Records from a dataset:
= = = =
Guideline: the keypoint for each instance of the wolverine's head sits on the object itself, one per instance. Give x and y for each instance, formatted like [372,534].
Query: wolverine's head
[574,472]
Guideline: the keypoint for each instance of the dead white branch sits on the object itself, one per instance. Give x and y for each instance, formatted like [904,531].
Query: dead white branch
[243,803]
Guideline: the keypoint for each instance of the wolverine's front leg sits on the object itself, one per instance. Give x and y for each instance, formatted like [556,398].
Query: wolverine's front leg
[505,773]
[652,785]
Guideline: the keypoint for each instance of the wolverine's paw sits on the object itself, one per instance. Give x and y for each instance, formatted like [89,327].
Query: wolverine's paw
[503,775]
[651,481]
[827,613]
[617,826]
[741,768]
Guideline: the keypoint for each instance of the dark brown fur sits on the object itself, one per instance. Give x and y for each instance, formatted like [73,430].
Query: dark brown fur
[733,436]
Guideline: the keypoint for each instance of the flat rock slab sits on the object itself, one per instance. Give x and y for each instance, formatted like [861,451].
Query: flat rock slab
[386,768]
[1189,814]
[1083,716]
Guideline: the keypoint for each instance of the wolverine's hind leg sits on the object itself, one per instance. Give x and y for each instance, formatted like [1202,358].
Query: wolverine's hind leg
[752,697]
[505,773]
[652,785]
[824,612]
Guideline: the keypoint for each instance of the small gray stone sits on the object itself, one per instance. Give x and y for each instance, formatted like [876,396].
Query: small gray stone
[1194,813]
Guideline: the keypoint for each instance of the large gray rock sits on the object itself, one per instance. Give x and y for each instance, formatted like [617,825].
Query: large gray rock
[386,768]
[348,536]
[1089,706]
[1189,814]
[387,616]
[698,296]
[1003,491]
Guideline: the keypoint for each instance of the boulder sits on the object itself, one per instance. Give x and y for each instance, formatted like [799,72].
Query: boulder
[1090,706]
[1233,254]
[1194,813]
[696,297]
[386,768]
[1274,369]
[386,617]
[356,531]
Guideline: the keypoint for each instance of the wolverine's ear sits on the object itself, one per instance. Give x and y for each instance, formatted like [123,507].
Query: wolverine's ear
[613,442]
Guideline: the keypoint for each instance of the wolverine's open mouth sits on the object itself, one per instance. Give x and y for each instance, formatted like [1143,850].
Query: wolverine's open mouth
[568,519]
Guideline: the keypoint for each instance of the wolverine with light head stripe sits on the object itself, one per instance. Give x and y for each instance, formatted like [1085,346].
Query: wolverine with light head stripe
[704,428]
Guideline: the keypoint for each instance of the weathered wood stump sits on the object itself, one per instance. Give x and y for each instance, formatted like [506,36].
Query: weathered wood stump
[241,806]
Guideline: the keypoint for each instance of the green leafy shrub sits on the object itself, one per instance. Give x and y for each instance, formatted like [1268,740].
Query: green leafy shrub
= = = =
ABOUT THIS TASK
Your answer should consist of the lines above that hold the word "leafy", copied exactly.

SOLUTION TO THE PROBLEM
Guideline: the keypoint for each instance of the green leafy shrub sits on the object itself, one per instance. Give x and y for each instance, formatted like [1268,740].
Query: green leafy shrub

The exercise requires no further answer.